Excerpts from point annotation data
****

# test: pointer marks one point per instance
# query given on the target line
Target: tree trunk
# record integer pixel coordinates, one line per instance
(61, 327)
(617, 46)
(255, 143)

****

Reproduce the data above verbatim, line for line.

# test: pointer marks one point per instance
# query given on the target line
Target: tree trunk
# record integer pixel coordinates, one line per instance
(61, 327)
(617, 46)
(255, 143)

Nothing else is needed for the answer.